What you should do: Quote the records that follow in full, leaving the pictures out.

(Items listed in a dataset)
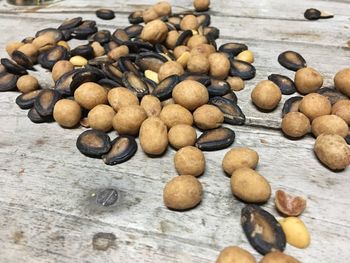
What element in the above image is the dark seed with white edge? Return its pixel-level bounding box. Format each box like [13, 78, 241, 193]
[230, 59, 256, 80]
[1, 58, 27, 75]
[122, 71, 149, 99]
[38, 46, 70, 70]
[152, 75, 179, 101]
[34, 89, 61, 117]
[196, 127, 235, 151]
[209, 96, 245, 125]
[281, 96, 303, 117]
[317, 87, 348, 105]
[203, 26, 220, 40]
[207, 79, 230, 96]
[27, 107, 49, 123]
[76, 129, 111, 158]
[16, 89, 42, 109]
[101, 63, 123, 83]
[278, 51, 307, 71]
[268, 74, 296, 95]
[0, 73, 18, 92]
[96, 188, 119, 206]
[241, 204, 286, 255]
[102, 136, 138, 165]
[96, 9, 115, 20]
[72, 20, 97, 40]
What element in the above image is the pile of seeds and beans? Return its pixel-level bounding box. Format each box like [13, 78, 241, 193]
[0, 0, 349, 261]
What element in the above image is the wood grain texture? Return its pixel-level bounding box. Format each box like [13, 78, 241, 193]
[0, 0, 349, 262]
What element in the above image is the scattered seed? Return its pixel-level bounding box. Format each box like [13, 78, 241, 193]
[268, 74, 296, 95]
[196, 127, 235, 151]
[152, 75, 179, 100]
[96, 188, 119, 207]
[230, 59, 256, 80]
[210, 96, 245, 125]
[278, 51, 307, 71]
[102, 136, 138, 165]
[96, 9, 115, 20]
[76, 129, 111, 158]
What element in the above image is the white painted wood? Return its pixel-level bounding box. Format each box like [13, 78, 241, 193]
[0, 0, 349, 262]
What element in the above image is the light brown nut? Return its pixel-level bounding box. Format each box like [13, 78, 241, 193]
[87, 104, 115, 132]
[251, 80, 281, 110]
[279, 217, 310, 249]
[6, 41, 24, 56]
[231, 167, 271, 203]
[260, 251, 301, 263]
[193, 104, 223, 130]
[294, 67, 323, 94]
[187, 35, 208, 49]
[174, 45, 190, 59]
[112, 105, 147, 135]
[139, 117, 168, 155]
[70, 56, 88, 67]
[208, 53, 230, 80]
[298, 93, 331, 121]
[52, 60, 74, 82]
[91, 41, 105, 57]
[159, 104, 193, 128]
[16, 75, 39, 93]
[180, 15, 199, 31]
[107, 87, 139, 112]
[53, 99, 81, 128]
[142, 8, 159, 23]
[187, 55, 210, 74]
[174, 146, 205, 176]
[172, 80, 209, 111]
[275, 190, 306, 217]
[332, 99, 350, 125]
[236, 50, 254, 63]
[140, 95, 162, 117]
[108, 45, 129, 61]
[216, 246, 256, 263]
[281, 112, 310, 138]
[74, 82, 108, 109]
[314, 134, 350, 170]
[226, 76, 244, 91]
[334, 68, 350, 97]
[32, 34, 56, 50]
[222, 147, 259, 175]
[140, 19, 169, 44]
[153, 1, 172, 16]
[190, 43, 216, 58]
[176, 51, 191, 68]
[165, 30, 180, 49]
[17, 43, 38, 62]
[163, 175, 203, 210]
[311, 114, 348, 138]
[158, 61, 184, 81]
[194, 0, 210, 12]
[168, 124, 197, 149]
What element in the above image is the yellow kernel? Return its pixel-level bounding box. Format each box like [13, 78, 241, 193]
[176, 51, 191, 68]
[236, 50, 254, 63]
[69, 56, 88, 67]
[159, 53, 172, 61]
[279, 217, 310, 249]
[145, 70, 159, 84]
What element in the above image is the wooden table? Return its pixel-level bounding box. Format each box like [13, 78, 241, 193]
[0, 0, 349, 262]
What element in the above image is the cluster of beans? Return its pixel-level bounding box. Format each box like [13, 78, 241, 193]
[1, 0, 349, 262]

The answer:
What element in the above image is the dark seed with white edge? Return its pixel-level bounding box. Format each box like [13, 78, 241, 193]
[230, 59, 256, 80]
[1, 58, 27, 75]
[122, 71, 149, 99]
[38, 46, 70, 70]
[152, 75, 179, 101]
[34, 89, 61, 117]
[196, 127, 235, 151]
[209, 96, 245, 125]
[281, 96, 303, 117]
[317, 87, 348, 105]
[203, 26, 220, 40]
[207, 79, 230, 96]
[27, 107, 49, 123]
[76, 129, 111, 158]
[16, 89, 42, 109]
[101, 63, 123, 83]
[278, 51, 307, 71]
[268, 74, 296, 95]
[0, 73, 18, 92]
[96, 188, 119, 206]
[241, 204, 286, 255]
[102, 136, 138, 165]
[96, 9, 115, 20]
[72, 20, 97, 40]
What element in the above image is the pile of seeds and beans? Return its pixel-level bounding box. Format each box like [13, 78, 241, 193]
[0, 0, 349, 261]
What element in the above image is the wood grain texture? Return its pixel-level bounding box. Format each box like [13, 78, 241, 193]
[0, 0, 349, 262]
What element in the above image is the scattered seed? Return its pixel-level bounding box. Format each box like [13, 78, 241, 193]
[268, 74, 296, 95]
[196, 127, 235, 151]
[152, 75, 179, 100]
[96, 188, 119, 207]
[230, 59, 256, 80]
[210, 96, 245, 125]
[278, 51, 307, 71]
[102, 136, 138, 165]
[96, 9, 115, 20]
[76, 129, 111, 158]
What element in the above image is the white painted wood? Return its pixel-level bounding box. Format each box like [13, 78, 241, 193]
[0, 0, 349, 262]
What element in the above image is the light brown nut? Return its pixel-level bounding box. Format each box like [13, 78, 241, 193]
[87, 104, 115, 132]
[251, 80, 281, 110]
[279, 217, 310, 249]
[6, 41, 24, 56]
[231, 167, 271, 203]
[260, 251, 301, 263]
[193, 104, 223, 130]
[294, 67, 323, 94]
[187, 35, 208, 49]
[174, 45, 190, 59]
[112, 105, 147, 135]
[139, 117, 168, 155]
[70, 56, 88, 67]
[208, 53, 230, 80]
[298, 93, 331, 121]
[52, 60, 74, 82]
[91, 41, 105, 57]
[159, 104, 193, 128]
[16, 75, 39, 93]
[180, 15, 199, 31]
[107, 87, 139, 112]
[53, 99, 81, 128]
[142, 8, 159, 23]
[187, 55, 210, 74]
[174, 146, 205, 176]
[172, 80, 209, 111]
[275, 190, 306, 217]
[332, 99, 350, 125]
[236, 50, 254, 63]
[140, 95, 162, 117]
[108, 45, 129, 61]
[216, 246, 256, 263]
[281, 112, 310, 138]
[74, 82, 108, 109]
[314, 134, 350, 170]
[226, 76, 244, 91]
[334, 68, 350, 97]
[32, 34, 56, 50]
[222, 147, 259, 175]
[140, 19, 169, 44]
[153, 1, 172, 16]
[190, 43, 216, 58]
[176, 51, 191, 68]
[165, 30, 180, 49]
[17, 43, 38, 62]
[163, 175, 203, 210]
[311, 114, 348, 138]
[158, 61, 184, 81]
[194, 0, 210, 12]
[168, 124, 197, 149]
What element in the above image is the yellow kernel? Return its pixel-level bounding box. Format each box like [13, 78, 241, 193]
[176, 51, 191, 68]
[236, 50, 254, 63]
[69, 56, 88, 67]
[159, 53, 172, 61]
[279, 217, 310, 249]
[145, 70, 159, 84]
What element in the above image is the wooden table? Return its pixel-level bounding box. Format each box like [13, 78, 241, 193]
[0, 0, 349, 262]
What element in the above image is the cluster of beans? Return its pixel-level bounding box. Format each box like [13, 78, 241, 193]
[1, 0, 349, 262]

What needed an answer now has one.